- **DOCUMENT EXTRACT**:
▼
There are lots of threads on this board regarding safari packing, especially, if taking internal flights with weight limits. Do a search in the box on the top of the page - input "safari clothing" and various threads will appear in the left column which you can then read.

We too will be traveling - end-May/begin-June - have to consider that while the mid-day temps should be mild - in the 70s, the evenings/nights and mornings will be chilly (if not cold) so you'll need a jacket or heavy sweater; pack a thermal T. It's also recommended you pack a scarf (a pashmina also works well on your Intl flights) and gloves. Of course, socks.

You really don't need much clothing, as you can have laundry done at most camps/lodges (especially if staying 2-days or more at any) for a small fee, or at some places, even free. They don't, however, do "wears", though some people have gotten a pair or two through. So a few pair of long or crop pants and t-shirts (long & short sleeve); 1-pr shorts; consider the convertible pants that zip off above the knee giving you shorts. Not all that fasionable, but practical and two-4-one. While sleep Ts are good in warm weather, you may feel more comfy in PJs or sweats as sleep attire. Avoid jeans unless they've been washed to the barest thread - otherwise they weigh a lot in luggage, and can be uncomfortable if wearing on Intl flights.
▲
- **WRITTEN PROBLEM 1**:
Answer these questions about the safari packing post, one line each:
(a) What does the post suggest typing into the search box?
(b) What mid-day temperatures does it expect?
(c) What two drawbacks of jeans does it give?
- **WRITTEN PROBLEM 2**: Turn the paragraph of the safari packing post that begins "We too will be traveling" into a short list, keeping its main facts.
- **WRITTEN PROBLEM 3**: Write the next part of the safari packing post, starting after its last sentence.

- **DATA SUPPLIED**:
▼
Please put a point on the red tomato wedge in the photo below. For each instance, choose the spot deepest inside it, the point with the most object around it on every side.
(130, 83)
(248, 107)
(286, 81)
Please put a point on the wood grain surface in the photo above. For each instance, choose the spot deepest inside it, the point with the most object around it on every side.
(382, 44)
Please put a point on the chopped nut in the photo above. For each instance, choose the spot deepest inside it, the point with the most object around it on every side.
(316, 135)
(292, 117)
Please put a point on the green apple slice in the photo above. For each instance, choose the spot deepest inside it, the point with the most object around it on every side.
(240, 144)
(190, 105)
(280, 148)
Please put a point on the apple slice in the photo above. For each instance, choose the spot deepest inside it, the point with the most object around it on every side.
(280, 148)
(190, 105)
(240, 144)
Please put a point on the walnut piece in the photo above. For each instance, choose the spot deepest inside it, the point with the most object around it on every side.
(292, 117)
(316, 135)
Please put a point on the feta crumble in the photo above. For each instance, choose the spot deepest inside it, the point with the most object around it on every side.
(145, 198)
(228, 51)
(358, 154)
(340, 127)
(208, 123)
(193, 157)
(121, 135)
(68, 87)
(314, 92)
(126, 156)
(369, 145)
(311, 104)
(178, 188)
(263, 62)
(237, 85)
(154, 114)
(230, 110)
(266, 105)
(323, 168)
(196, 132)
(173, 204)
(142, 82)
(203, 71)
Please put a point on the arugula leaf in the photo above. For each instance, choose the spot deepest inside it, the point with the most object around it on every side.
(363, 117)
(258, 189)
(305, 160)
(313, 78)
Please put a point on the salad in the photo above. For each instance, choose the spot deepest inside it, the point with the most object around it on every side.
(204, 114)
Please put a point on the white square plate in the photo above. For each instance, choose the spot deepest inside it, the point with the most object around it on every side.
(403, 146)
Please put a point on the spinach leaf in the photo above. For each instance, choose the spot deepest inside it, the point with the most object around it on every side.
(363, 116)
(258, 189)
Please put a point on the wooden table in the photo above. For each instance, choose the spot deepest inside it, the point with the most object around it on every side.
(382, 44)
▲
- **WRITTEN RESPONSE 1**:
(a) "safari clothing"
(b) Mild, in the 70s
(c) They weigh a lot in luggage, and they can be uncomfortable to wear on international flights.

- **WRITTEN RESPONSE 2**:
- Travel time: end of May or beginning of June
- Mid-day temperatures: mild, in the 70s
- Evenings, nights and mornings: chilly, possibly cold
- Pack: a jacket or heavy sweater, a thermal T-shirt, a scarf (a pashmina also works well on international flights), gloves and socks

- **WRITTEN RESPONSE 3**:
You can check out the specialty catelogs/websites of TravelSmith, Magellans, REI but many of their clothing is made of combination fabrics which some people are allergic, but take a look. Overall, you find that people wear and re-wear the same clothing - everyone is limited so it's actually "de riguer."

At Crater Lodge, some women may choose to wear slinky spaghetti strap dresses with thongs, but these aren't always practical since it's also suggested you use insect repellent on exposed skin. However, at 7000' altitude, "mossies" aren't much an issue. Or a pair of black slacks with a great sweater or dynamite costume jewelry or bright scarf work well.

If you don't already have soft-sided duffle bags, check: www.ebags.com - with a large selection. Check out the 30" duffle with the "ebags" name, at only $25. I actually borrowed mine/ours from a Fodorite who made her trip last year (Aug/Sept) for almost 3-week trip including R&R on Mnemba Island at the conclusion of their safari time. She claimed to have been able to pack whatever she needed into this and only carried a small backpack as her carry-on for camera and misc. stuff.

So check previous threads for ideas.

I too went for a digital - fighting and fussing as I'm not sure this is the way to go - still will have my 35mm 140zoom as back-up - got the Fuji S5100 which is 10X Optical.

... we'd love to see your entire itinerary - please list so we know what the "whole enchaelada" looks like!
Apr 28th, 2005, 06:58 AM
Join Date: Jan 2003
Posts: 3,536
Howard - Sandi is right about it all.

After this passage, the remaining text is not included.